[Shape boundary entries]
Start

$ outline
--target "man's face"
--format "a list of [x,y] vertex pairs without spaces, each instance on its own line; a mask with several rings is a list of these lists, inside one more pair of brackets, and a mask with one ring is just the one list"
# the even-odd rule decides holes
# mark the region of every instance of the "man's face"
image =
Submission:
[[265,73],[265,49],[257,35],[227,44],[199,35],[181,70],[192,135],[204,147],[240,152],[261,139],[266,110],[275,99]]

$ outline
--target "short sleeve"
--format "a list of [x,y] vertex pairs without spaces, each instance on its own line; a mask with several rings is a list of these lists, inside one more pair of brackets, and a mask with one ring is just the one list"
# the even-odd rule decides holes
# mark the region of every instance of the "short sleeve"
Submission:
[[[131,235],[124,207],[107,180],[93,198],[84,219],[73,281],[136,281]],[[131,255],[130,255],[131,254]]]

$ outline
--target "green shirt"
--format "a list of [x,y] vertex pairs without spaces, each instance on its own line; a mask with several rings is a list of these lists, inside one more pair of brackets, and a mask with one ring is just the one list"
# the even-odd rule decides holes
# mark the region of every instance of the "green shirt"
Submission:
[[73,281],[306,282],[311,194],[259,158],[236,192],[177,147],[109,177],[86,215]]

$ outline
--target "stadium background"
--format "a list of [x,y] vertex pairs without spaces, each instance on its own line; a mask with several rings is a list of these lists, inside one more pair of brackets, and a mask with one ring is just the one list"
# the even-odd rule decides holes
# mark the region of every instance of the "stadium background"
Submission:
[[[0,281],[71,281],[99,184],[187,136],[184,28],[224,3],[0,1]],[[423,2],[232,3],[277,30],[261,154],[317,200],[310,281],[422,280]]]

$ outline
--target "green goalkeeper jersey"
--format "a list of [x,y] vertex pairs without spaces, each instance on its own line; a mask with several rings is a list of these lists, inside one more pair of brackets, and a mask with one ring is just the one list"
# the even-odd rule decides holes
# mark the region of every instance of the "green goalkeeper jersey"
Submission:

End

Restate the whole listing exactly.

$ outline
--target "man's face"
--format "a list of [x,y] vertex pairs without spaces, each instance on its own line; a mask with several rings is a list of these lists, inside one more pair of brackets, and a mask with one ring is just the one list"
# the even-odd rule decides holes
# mark the region of every instance of the "man's face"
image =
Submission:
[[265,73],[265,49],[257,35],[227,44],[199,35],[181,70],[192,135],[204,147],[240,152],[261,139],[266,110],[275,99]]

$ outline
--target "short sleeve"
--format "a list of [x,y] vertex pairs without spaces, each instance on its own line; a mask with several rings is a list of these lists, inside one more pair of brackets, and a mask with one ring is just the one list"
# the even-odd rule decides holes
# mark the region of every instance of the "short sleeve"
Submission:
[[[131,235],[124,207],[107,180],[93,198],[84,219],[73,281],[136,281]],[[131,255],[130,255],[131,254]]]

$ outline
--target "green shirt"
--format "a list of [x,y] vertex pairs without spaces, each instance on its own line; a mask with several rings is a list of these lists, inside one more pair of brackets, and a mask with one ring is just the one list"
# the even-odd rule decides holes
# mark the region of every instance of the "green shirt"
Submission:
[[73,281],[306,282],[311,194],[259,158],[236,192],[177,147],[109,177],[86,215]]

$ outline
--target "stadium background"
--format "a list of [x,y] vertex pairs without spaces, each instance on its own line; a mask with several rings is a list of these lists, inside one more pair of brackets, and a mask with one ring is just the one list"
# the even-odd rule decides holes
# mark the region of every instance of the "stadium background"
Submission:
[[[0,281],[71,281],[99,184],[187,136],[184,28],[224,3],[0,1]],[[423,2],[232,3],[277,30],[261,154],[317,200],[310,281],[422,280]]]

$ outline
--target "green goalkeeper jersey"
--format "a list of [x,y] vertex pairs without spaces, each instance on its own line; a mask with several rings is a list of these lists, inside one more pair of brackets, and a mask with one ring is just the one list"
# the even-odd rule decides holes
# mark the region of every instance of the "green goalkeeper jersey"
Submission:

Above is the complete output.